Selection:
The shows here seem to last forever, they last for 5-6 hours some last longer! Not sure if that's pretty much normal for everyone?
The wether classes are first, then usually commercial does if there is a commercial doe class, then dairy if there is a dairy show, then they do the percentage & fullblood boer does. So there is a lot of waiting around. I figure the more goats they take, the less bored they will be lol Since they have the boys, might as well let them have a market wether


----------



## Dani-1995 (Mar 11, 2011)

My brother is six. He helped us raise a bottle baby last year and she is his goat. Its funny to watch him play with her.. they play hide and seek alot! He hides and Sugar goes all over looking for him, even calling him. 

Our wether shows last anywhere from 4 to 10 hours. It depends on how many kids and who the judge is.


----------



## HoosierShadow (Apr 20, 2010)

aww That sounds like my daughter and the goat she had for 4-H last year! They were always together. It broke our hearts when we sold her. My plan right now is for her to have a wether, but to also show Snow White's doe in a breeding class. Here you pretty much have to be 8 to have a goat in a breeding class, so we'll most likely register in our sons name, he'd have 2 percentages in the same age group, so, he can show one and my daughter can show the other  They typically don't have a problem with that as long as the novice handler can control the goat.

Recorded data:
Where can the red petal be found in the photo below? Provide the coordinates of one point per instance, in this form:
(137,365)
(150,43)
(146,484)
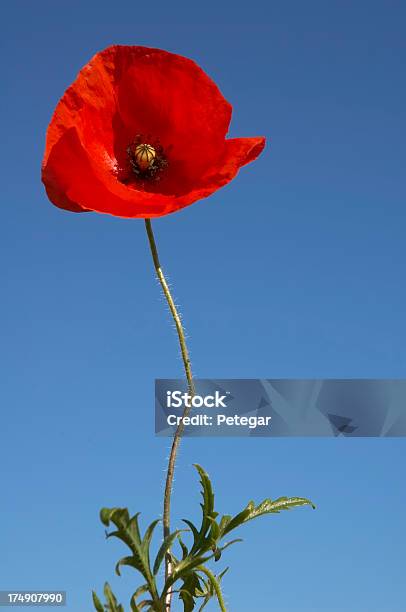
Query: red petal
(124,91)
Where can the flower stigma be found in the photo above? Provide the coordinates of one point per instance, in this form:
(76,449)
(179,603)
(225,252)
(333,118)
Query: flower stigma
(146,158)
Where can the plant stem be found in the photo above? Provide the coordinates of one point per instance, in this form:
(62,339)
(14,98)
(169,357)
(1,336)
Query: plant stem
(191,388)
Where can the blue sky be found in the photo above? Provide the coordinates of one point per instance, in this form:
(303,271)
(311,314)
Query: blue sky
(296,269)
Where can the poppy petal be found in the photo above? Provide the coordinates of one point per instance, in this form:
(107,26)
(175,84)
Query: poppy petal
(122,92)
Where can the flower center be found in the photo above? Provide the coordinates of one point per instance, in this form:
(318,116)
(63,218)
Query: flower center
(147,159)
(144,156)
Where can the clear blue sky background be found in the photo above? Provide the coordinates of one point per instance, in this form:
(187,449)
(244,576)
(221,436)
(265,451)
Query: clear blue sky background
(296,269)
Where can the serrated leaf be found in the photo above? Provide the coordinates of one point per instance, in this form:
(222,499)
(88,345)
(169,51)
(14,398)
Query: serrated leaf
(111,599)
(97,603)
(188,591)
(266,507)
(207,506)
(215,583)
(164,548)
(184,548)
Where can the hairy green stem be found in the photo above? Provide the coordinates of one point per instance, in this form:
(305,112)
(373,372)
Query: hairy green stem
(188,371)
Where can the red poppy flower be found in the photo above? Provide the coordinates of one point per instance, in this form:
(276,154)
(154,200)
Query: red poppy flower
(141,133)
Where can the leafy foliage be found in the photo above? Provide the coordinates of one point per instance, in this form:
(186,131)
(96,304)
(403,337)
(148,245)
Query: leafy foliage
(189,570)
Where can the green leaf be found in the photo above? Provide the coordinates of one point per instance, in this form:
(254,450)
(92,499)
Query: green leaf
(165,547)
(97,603)
(189,590)
(208,513)
(111,600)
(184,548)
(215,583)
(266,507)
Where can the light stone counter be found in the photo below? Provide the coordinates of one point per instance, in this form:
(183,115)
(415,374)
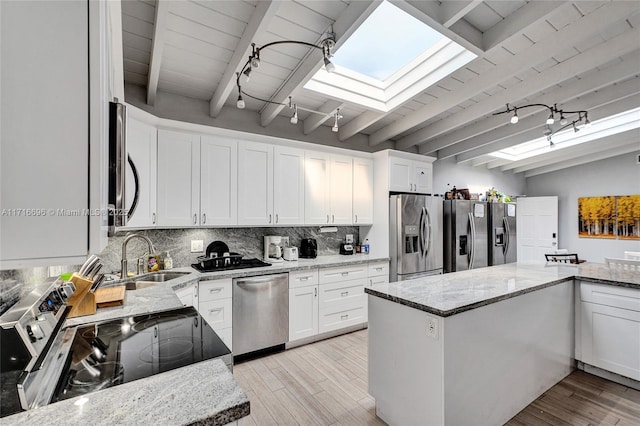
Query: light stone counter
(200,394)
(454,293)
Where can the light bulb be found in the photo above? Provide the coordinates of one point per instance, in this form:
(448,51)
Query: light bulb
(550,119)
(328,65)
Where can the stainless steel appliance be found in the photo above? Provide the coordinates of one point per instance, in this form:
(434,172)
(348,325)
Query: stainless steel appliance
(502,233)
(308,248)
(415,236)
(42,364)
(260,313)
(465,235)
(274,247)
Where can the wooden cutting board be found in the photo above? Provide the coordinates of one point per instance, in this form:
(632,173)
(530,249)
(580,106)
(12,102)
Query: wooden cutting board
(110,296)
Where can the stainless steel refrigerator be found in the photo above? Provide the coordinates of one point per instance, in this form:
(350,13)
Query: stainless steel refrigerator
(465,235)
(502,233)
(415,236)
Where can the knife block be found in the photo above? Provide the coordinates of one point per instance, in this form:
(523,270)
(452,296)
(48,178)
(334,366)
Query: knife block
(82,301)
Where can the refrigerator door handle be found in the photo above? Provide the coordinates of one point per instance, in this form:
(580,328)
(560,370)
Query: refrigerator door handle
(472,245)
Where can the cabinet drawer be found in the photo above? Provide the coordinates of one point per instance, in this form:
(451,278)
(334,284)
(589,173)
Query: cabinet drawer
(214,290)
(378,269)
(341,317)
(303,278)
(609,295)
(332,275)
(226,336)
(342,293)
(217,313)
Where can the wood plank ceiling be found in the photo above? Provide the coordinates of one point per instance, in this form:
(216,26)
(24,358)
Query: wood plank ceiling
(579,55)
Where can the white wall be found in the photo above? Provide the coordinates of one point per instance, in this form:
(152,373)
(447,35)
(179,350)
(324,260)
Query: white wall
(614,176)
(447,174)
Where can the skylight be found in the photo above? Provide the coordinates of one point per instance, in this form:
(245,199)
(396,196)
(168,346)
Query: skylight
(608,126)
(388,60)
(388,40)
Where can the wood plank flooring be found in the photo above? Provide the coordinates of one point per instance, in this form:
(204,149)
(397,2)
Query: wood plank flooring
(325,383)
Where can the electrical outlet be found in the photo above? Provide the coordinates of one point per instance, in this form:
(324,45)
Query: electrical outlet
(432,327)
(197,246)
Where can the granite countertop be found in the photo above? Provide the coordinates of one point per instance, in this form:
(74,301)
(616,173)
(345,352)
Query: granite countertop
(204,394)
(454,293)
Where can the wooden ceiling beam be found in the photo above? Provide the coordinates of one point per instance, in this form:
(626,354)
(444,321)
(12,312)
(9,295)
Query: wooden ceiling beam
(347,23)
(539,52)
(157,47)
(258,23)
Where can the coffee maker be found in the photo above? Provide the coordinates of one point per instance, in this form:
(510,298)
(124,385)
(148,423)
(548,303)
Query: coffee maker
(274,247)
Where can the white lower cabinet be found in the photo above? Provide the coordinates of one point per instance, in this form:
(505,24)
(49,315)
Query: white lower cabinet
(216,307)
(610,328)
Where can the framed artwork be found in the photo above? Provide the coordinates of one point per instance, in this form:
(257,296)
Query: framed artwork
(609,217)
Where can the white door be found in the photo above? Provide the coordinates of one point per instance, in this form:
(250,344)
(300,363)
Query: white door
(341,190)
(536,227)
(362,191)
(288,186)
(141,177)
(303,312)
(218,181)
(400,174)
(178,178)
(316,196)
(255,183)
(422,177)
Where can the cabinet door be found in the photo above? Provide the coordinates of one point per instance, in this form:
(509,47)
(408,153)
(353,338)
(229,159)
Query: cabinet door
(255,183)
(288,186)
(44,129)
(422,177)
(303,312)
(178,178)
(316,196)
(142,148)
(611,339)
(341,190)
(362,191)
(400,175)
(218,181)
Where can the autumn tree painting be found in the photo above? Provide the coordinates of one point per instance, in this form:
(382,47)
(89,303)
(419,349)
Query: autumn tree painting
(609,217)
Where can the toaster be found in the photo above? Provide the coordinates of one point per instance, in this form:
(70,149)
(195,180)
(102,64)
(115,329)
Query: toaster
(290,253)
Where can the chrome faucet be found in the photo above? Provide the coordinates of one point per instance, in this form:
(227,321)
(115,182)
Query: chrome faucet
(123,273)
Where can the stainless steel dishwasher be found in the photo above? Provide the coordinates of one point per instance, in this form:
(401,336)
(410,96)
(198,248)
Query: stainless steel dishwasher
(260,312)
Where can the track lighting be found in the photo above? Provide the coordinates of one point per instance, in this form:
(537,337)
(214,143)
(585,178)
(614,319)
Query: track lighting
(514,117)
(553,110)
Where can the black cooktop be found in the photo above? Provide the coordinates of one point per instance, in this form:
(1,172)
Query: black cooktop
(119,351)
(244,263)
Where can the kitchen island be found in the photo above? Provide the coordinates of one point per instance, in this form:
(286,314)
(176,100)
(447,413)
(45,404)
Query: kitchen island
(475,347)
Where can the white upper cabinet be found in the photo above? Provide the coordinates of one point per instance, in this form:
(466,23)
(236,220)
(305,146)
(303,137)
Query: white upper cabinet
(178,179)
(255,184)
(317,188)
(141,178)
(362,191)
(218,181)
(44,128)
(341,190)
(407,175)
(288,185)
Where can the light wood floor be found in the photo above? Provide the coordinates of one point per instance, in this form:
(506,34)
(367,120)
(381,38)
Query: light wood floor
(325,383)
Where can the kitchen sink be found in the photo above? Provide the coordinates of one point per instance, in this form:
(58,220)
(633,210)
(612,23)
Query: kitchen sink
(152,279)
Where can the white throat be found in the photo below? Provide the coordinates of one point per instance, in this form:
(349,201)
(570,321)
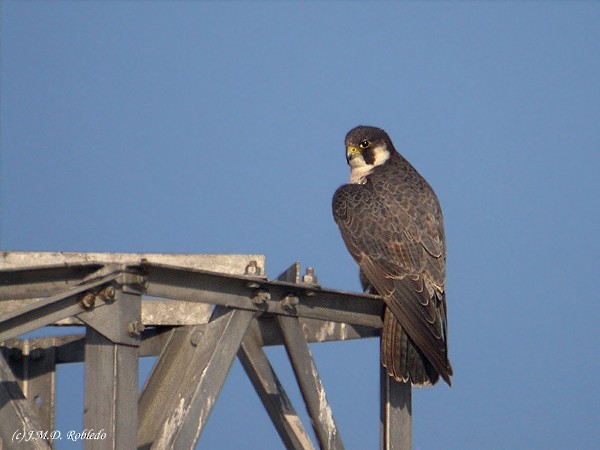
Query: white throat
(360,170)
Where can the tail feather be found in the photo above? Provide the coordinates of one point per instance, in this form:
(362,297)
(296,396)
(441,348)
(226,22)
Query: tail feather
(400,356)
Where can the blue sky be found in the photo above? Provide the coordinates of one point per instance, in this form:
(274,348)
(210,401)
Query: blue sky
(206,127)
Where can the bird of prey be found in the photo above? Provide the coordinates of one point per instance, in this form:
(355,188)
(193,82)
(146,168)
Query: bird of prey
(391,222)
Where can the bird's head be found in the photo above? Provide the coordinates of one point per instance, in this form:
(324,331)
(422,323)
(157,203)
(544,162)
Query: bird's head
(366,148)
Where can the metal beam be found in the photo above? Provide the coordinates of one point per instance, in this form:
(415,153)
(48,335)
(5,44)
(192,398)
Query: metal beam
(111,373)
(272,394)
(186,380)
(19,426)
(396,413)
(34,369)
(49,310)
(310,383)
(258,294)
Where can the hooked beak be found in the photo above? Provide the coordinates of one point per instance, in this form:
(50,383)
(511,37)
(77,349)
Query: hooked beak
(351,153)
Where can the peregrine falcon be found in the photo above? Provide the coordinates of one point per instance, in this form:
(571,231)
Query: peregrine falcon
(391,222)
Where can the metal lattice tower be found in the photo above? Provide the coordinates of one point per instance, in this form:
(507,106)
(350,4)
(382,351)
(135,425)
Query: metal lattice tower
(196,313)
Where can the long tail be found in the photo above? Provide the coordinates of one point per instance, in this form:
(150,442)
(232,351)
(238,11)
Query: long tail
(402,359)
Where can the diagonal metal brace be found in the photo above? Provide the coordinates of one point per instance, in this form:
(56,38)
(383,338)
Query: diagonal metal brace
(49,310)
(272,394)
(310,383)
(187,378)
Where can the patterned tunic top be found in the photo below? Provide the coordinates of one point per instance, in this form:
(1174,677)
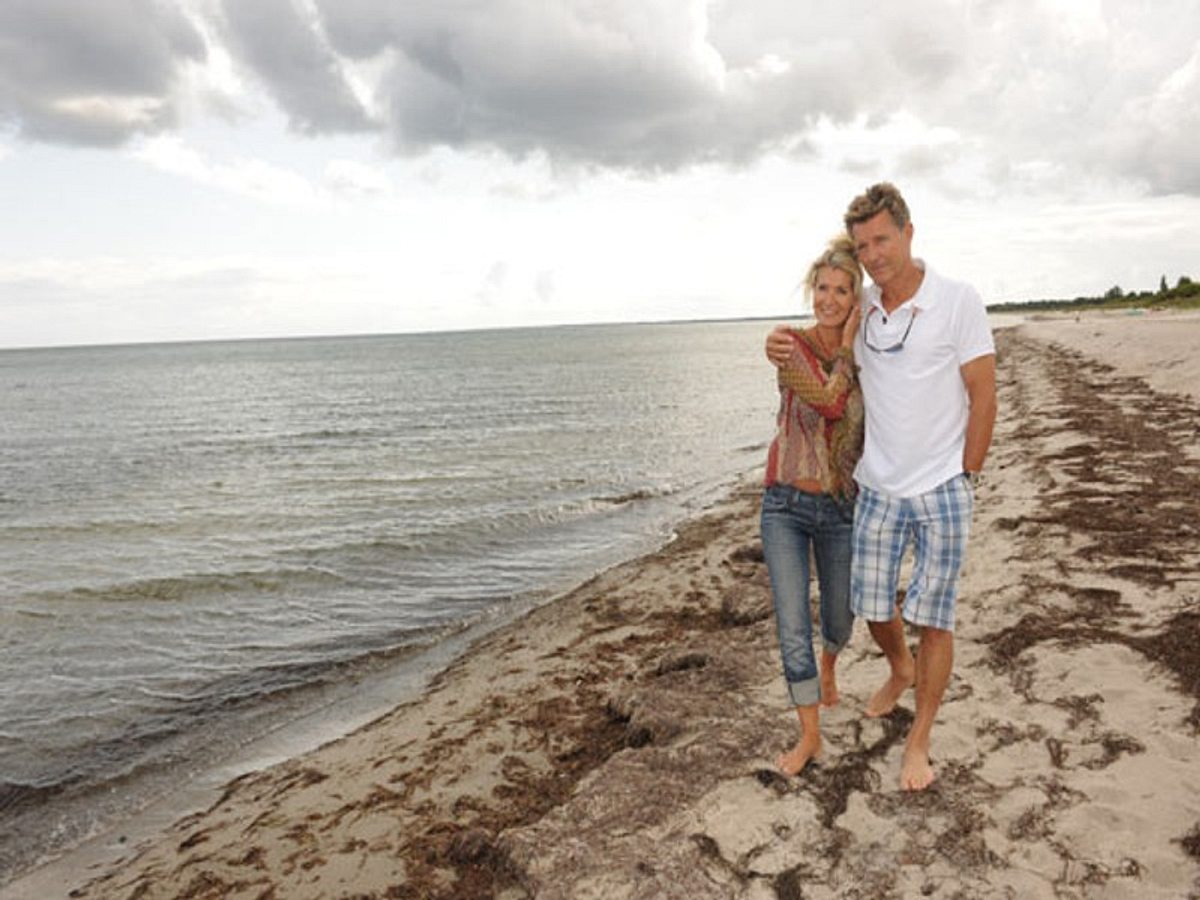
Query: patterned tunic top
(820,425)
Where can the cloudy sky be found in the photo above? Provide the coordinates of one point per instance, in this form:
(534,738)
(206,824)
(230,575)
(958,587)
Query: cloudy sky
(178,169)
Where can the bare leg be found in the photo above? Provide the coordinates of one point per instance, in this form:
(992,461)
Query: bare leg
(891,639)
(828,679)
(809,744)
(935,659)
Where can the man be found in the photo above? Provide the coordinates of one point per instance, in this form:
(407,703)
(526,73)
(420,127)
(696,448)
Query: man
(928,371)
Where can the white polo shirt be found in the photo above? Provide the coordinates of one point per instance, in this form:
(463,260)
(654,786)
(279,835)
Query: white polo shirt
(915,397)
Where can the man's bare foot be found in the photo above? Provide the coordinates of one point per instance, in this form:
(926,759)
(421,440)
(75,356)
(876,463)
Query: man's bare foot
(828,679)
(916,773)
(887,696)
(795,760)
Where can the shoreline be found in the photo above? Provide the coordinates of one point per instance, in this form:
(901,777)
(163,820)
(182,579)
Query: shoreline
(617,741)
(337,712)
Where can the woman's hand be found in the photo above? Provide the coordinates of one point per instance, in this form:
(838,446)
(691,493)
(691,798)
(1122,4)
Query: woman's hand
(779,346)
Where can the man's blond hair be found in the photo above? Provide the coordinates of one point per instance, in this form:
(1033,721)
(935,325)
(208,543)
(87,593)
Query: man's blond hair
(877,198)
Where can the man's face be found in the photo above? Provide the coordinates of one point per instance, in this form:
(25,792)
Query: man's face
(883,250)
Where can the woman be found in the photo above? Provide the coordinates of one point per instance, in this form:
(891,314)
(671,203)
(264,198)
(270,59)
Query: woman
(809,498)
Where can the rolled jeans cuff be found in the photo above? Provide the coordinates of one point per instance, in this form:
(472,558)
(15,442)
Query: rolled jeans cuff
(804,694)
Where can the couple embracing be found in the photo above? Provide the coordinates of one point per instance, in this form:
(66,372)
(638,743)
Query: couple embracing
(887,406)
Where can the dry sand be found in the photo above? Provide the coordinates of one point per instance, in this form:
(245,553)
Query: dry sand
(618,742)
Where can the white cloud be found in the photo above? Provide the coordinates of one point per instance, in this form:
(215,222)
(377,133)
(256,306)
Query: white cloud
(349,177)
(250,178)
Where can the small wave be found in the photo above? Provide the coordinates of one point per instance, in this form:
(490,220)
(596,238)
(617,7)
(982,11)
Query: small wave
(645,493)
(15,796)
(174,588)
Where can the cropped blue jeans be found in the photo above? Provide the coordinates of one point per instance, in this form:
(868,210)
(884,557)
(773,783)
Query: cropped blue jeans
(793,523)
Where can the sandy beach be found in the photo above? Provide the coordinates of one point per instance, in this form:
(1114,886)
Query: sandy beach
(618,742)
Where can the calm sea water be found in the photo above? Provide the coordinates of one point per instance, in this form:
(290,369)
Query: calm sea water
(193,538)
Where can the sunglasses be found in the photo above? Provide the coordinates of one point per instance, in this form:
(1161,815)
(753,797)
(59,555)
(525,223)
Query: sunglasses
(899,345)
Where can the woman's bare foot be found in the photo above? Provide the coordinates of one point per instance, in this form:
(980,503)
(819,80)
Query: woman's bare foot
(828,679)
(795,760)
(916,772)
(887,696)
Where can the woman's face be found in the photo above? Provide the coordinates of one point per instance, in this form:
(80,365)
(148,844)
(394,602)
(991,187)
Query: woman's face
(833,297)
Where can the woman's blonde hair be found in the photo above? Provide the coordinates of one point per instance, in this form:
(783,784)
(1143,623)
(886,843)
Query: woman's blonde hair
(839,255)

Goal A:
In two sentences, summarize the goat show thread.
Goal B:
Answer these questions from the goat show thread, one per line:
(i) Which classes come first at the shows in the opening post?
(ii) What is the name of the goat that plays hide and seek?
(iii) About how old does a child have to be to have a goat in a breeding class, according to the last post?
Goal C:
Transcribe the part of the goat show thread that opens with the words containing "## Dani-1995 (Mar" and closes with "(Apr 20, 2010)".

Task output A:
The writers say goat shows last many hours: one reports shows of 5 to 6 hours or longer, with wether classes first and doe classes after, and another says wether shows run 4 to 10 hours depending on the number of kids and the judge. They also describe children who grow close to their goats, and one writer plans for a daughter to show a wether while a doe goes in a breeding class under a son's name, since handlers there pretty much have to be 8.

Task output B:
(i) The wether classes.
(ii) Sugar.
(iii) 8.

Task output C:
## Dani-1995 (Mar 11, 2011)

My brother is six. He helped us raise a bottle baby last year and she is his goat. Its funny to watch him play with her.. they play hide and seek alot! He hides and Sugar goes all over looking for him, even calling him. 

Our wether shows last anywhere from 4 to 10 hours. It depends on how many kids and who the judge is.


----------



## HoosierShadow (Apr 20, 2010)